Start of SOURCE RECORDS

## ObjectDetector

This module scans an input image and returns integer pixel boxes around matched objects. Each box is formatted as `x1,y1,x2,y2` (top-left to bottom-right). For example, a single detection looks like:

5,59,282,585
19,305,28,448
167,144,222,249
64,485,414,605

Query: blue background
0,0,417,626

End of SOURCE RECORDS
Start of SOURCE RECORDS

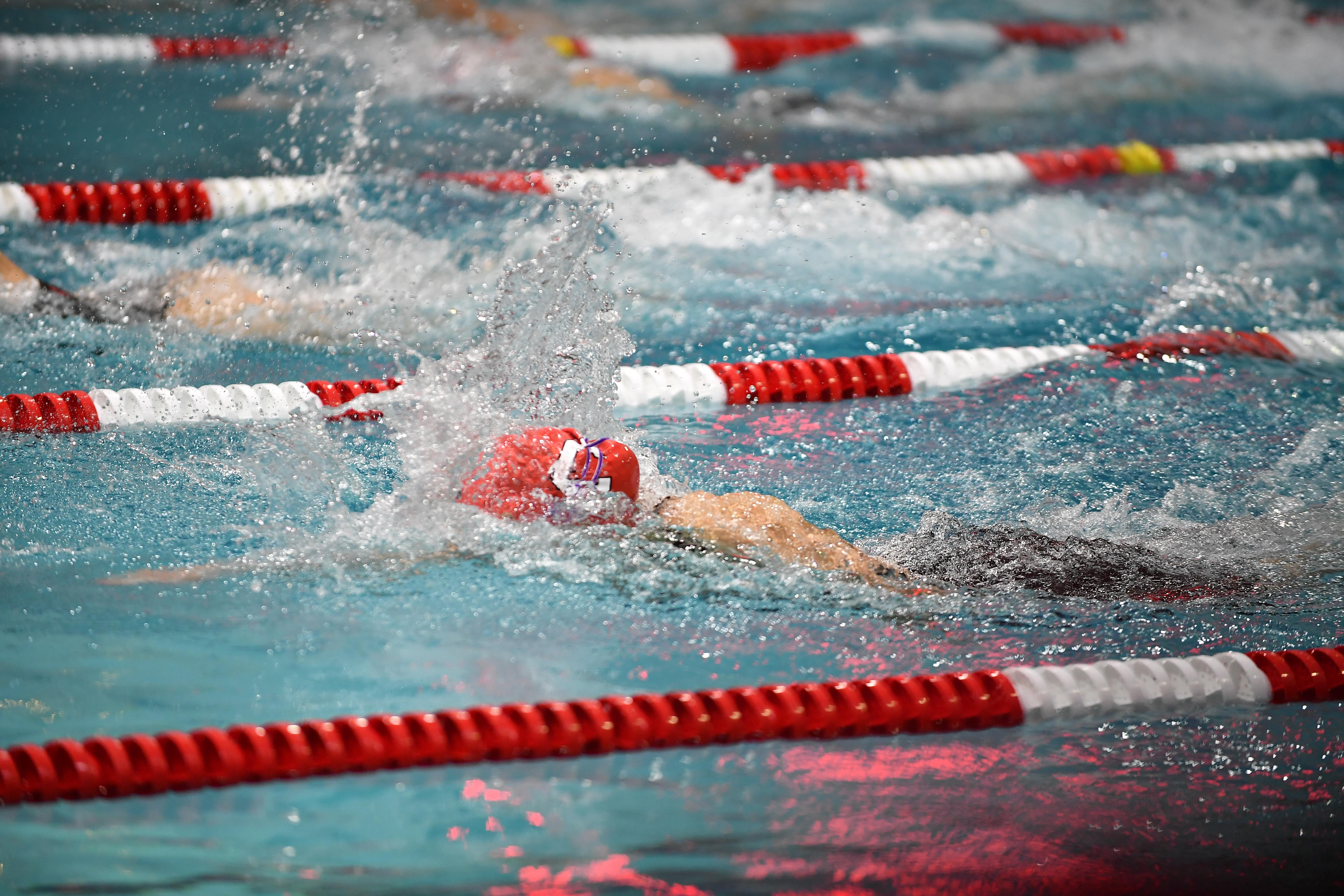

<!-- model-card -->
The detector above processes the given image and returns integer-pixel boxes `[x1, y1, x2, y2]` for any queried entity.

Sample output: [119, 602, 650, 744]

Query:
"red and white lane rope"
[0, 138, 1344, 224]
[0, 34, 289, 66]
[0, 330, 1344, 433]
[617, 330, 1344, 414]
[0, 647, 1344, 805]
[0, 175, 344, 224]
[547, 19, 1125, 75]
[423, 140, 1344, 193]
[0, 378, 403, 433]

End of SOURCE RECORDS
Start of SOURCE RECORDS

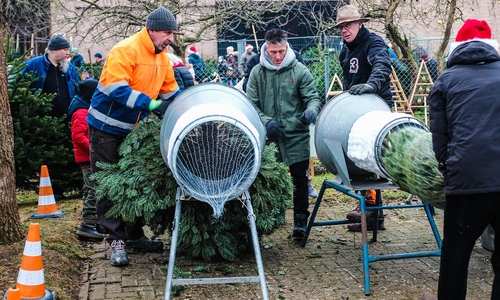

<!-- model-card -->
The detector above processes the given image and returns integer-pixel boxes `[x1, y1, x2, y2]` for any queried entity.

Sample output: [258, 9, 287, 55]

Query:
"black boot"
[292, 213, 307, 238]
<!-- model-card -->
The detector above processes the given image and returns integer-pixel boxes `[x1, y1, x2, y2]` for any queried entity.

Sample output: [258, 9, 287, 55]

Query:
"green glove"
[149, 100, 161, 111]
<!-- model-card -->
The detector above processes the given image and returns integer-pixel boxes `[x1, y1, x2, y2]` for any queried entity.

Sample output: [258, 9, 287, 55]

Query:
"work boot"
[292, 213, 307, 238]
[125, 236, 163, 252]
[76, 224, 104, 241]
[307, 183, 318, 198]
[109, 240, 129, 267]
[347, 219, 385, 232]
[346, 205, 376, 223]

End of SOURCE RECORDS

EXERCISE REQUIREMENTS:
Can you render the data above, from the line containing "## ObjectDetector" through the line containing "0,0,417,626", as a numbered list with blank lines left out?

TASK SOLUTION:
1. ## ObjectDetector
2. This module scans an input image and returns integer pixel boxes around matched objects. Each box is formatted as `x1,y1,x2,y2` (top-left to bottom-right). For example, a single detection looks like:
3. 5,59,282,585
4. 19,305,28,448
5. 167,144,222,249
6. 64,485,414,605
7. Query: blue background
8. 0,0,417,626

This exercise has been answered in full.